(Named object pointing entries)
• • • • •

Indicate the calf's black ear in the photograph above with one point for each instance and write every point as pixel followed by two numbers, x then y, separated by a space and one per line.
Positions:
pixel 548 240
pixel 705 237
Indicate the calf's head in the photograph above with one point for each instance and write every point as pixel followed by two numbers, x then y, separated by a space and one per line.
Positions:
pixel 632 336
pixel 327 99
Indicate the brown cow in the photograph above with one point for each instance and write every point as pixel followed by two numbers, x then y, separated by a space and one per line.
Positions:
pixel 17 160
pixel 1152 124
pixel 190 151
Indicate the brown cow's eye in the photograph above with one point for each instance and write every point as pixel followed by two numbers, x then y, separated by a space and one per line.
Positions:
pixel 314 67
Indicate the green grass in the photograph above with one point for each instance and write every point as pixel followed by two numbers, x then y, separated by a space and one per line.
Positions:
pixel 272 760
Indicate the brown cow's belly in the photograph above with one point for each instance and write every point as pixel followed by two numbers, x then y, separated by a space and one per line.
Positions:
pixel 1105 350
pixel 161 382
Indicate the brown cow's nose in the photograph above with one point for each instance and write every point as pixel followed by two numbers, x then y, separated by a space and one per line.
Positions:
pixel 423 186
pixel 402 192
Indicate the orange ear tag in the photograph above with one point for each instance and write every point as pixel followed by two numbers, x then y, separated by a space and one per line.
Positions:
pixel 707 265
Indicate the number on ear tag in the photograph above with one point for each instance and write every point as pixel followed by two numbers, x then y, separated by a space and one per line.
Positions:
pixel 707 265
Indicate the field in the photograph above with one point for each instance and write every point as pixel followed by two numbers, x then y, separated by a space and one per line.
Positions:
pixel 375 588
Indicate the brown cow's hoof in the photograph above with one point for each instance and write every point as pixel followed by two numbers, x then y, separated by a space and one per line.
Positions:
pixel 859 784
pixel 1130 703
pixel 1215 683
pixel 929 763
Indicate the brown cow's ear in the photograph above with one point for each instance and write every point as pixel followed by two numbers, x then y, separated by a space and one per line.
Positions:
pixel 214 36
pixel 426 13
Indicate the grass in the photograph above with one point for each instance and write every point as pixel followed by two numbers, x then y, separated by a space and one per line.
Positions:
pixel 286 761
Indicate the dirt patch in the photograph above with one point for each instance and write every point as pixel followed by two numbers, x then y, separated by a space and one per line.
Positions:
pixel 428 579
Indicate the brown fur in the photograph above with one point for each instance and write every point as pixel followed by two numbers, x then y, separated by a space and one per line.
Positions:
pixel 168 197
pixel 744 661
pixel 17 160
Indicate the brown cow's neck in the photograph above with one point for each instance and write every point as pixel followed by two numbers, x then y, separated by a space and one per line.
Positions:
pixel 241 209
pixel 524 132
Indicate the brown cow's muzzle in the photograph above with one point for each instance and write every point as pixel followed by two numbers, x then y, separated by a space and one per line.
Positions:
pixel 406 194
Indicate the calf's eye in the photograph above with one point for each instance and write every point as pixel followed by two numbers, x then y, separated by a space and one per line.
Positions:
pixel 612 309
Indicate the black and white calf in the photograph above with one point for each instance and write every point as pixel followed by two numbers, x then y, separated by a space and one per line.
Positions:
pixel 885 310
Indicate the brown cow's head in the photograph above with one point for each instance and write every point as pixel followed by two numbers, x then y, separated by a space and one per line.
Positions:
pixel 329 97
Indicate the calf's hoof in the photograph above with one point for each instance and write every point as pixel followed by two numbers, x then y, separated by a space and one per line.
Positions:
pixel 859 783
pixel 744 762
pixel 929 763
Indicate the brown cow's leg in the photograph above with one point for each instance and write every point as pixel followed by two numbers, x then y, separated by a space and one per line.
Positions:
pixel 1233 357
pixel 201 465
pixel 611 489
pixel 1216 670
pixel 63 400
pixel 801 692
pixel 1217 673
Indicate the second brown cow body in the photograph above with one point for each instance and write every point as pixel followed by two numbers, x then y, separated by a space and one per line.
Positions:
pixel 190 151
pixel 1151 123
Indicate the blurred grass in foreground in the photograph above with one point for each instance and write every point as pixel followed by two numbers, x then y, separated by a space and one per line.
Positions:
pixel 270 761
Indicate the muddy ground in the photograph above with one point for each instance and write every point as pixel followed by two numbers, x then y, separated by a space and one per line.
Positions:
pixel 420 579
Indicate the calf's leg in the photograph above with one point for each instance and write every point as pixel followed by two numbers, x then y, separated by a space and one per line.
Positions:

• • • • •

Work required:
Format every line of the rows above as a JSON list of strings, with one string per line and any blank lines omitted.

Exercise answer:
[
  "Indicate the calf's black ear in the photograph above with one point for each instance and write every point as pixel followed by two numbers, x then y, separated by a space and one per line.",
  "Positions:",
  "pixel 548 240",
  "pixel 705 237",
  "Indicate the calf's head in the photograph above with one point for each instance and write every point as pixel followed by two numbers, x then y, separated by a space and one per line.",
  "Positions:",
  "pixel 632 336",
  "pixel 327 99",
  "Indicate the brown cow in the photograph above with one point for each instance and write every point as pixel followed by two numbers, x then y, separated by a space and one per line.",
  "Positions:",
  "pixel 17 160",
  "pixel 1152 124",
  "pixel 190 151",
  "Indicate the brown cow's eye in the photograph above with one point for each instance and write every point as pixel followed by two numbers, x then y, separated by a space and one per line.",
  "Positions:",
  "pixel 314 67",
  "Indicate the green grass in the photograph above with one point for each instance and write every point as pixel followed by two numbers, x then y, separated by a space and one per line.",
  "Positions:",
  "pixel 272 760",
  "Indicate the brown cow's belly in the photograph above with one point for each instance and write every point as pixel followed by two numbers, x then y, separated by a space and one per line.",
  "Positions:",
  "pixel 1105 350",
  "pixel 161 382",
  "Indicate the brown cow's nose in the photograph above with one point for each instance and write every point as pixel followed by two numbers, x then y, separated by a space and one per line.",
  "Positions:",
  "pixel 423 186",
  "pixel 402 192",
  "Indicate the orange ear tag in the photograph above with one point for each instance and write every point as pixel followed by two numbers, x then y, separated by a space and one per line.",
  "Positions:",
  "pixel 707 265",
  "Indicate the number on ear tag in the photograph above with one point for each instance and write every point as pixel followed by two numbers, x then y, separated by a space and one per line.",
  "Positions:",
  "pixel 707 265",
  "Indicate the field in the photograph above with one point for each instance and write every point as pixel followed by two numbers, x then y, separated by a space and one per line.",
  "Positions:",
  "pixel 375 588",
  "Indicate the brown cow's hoof in the photograph above with one point for each instance and write every point as pixel followed by two numbers, x then y, separated by a space and one per line.",
  "Positions:",
  "pixel 859 784",
  "pixel 1130 703",
  "pixel 1215 683",
  "pixel 929 763",
  "Indicate the brown cow's ear in the photograph above with one point for each instance and write every point as pixel followed by two numbers, x then y, separated by a space and one per line.",
  "Positions:",
  "pixel 214 36",
  "pixel 426 13",
  "Indicate the grass in the photograph above with one point for each instance and write every point as pixel followed by two numbers, x then y, separated by a space and one per line.",
  "Positions:",
  "pixel 286 761",
  "Indicate the dirt patch in the photograph above with one point for each instance and write every point as pixel followed by two numbers, x then y, separated by a space and one per line.",
  "Positions:",
  "pixel 428 579",
  "Indicate the brown fur in the photograph above with one point for each instance and write every point as pixel followed by two numbers, x then y, separated by a space and one per line.",
  "Positions:",
  "pixel 168 197",
  "pixel 744 661",
  "pixel 17 160",
  "Indicate the brown cow's neck in the photograph above with one point for each instance and write every point as pixel followed by two numbers, x then y, separated by a space and one per line.",
  "Positions:",
  "pixel 241 209",
  "pixel 524 132",
  "Indicate the brown cow's muzzle in the photograph above with one point for each instance and write every point as pixel followed by two numbers, x then y, separated by a space and one per line.",
  "Positions:",
  "pixel 406 194",
  "Indicate the calf's eye in the photograph above with one point for each instance and write every point as pixel followed by two numbers, x then y, separated by a space and one per line.",
  "Positions:",
  "pixel 612 309",
  "Indicate the black and white calf in the photograph above with one point for each instance and write every point as pixel followed by two numbers, x then y, separated by a space and one per line.",
  "Positions:",
  "pixel 885 310",
  "Indicate the brown cow's head in the photograph above with one point for each instance and write every point as pixel followed by two numbers, x then y, separated by a space and one per line.",
  "Positions:",
  "pixel 329 97",
  "Indicate the calf's hoof in the photograph above with one point for each instance and write every point as pixel followed by two numbers, x then y, separated by a space and one per line.",
  "Positions:",
  "pixel 859 783",
  "pixel 744 762",
  "pixel 929 763",
  "Indicate the brown cow's leg in the photograph above with one point for each instance and write every point as pixel followed by two numbers, x then y, separated by a space and one per line.",
  "Positions:",
  "pixel 1233 357",
  "pixel 201 465",
  "pixel 611 489",
  "pixel 1216 670",
  "pixel 63 400",
  "pixel 801 692",
  "pixel 1217 673",
  "Indicate the second brown cow body in the photograph above with one point for each instance and write every point as pixel followed by two numbers, x then y, separated by a space and one per line.",
  "Positions:",
  "pixel 190 151",
  "pixel 1151 123",
  "Indicate the blurred grass in foreground in the photograph above with one point for each instance and write every point as pixel followed by two numbers, x then y, separated by a space and one per line.",
  "Positions:",
  "pixel 270 761",
  "Indicate the muddy ground in the photograph above with one point for each instance and write every point as pixel followed by two numbers, x then y, separated by a space and one per line.",
  "Positions:",
  "pixel 420 579",
  "Indicate the calf's leg in the photograph above with one point for each instance and write every point as pixel followed by two numbers, x then y, separated by a space and one per line.",
  "Positions:"
]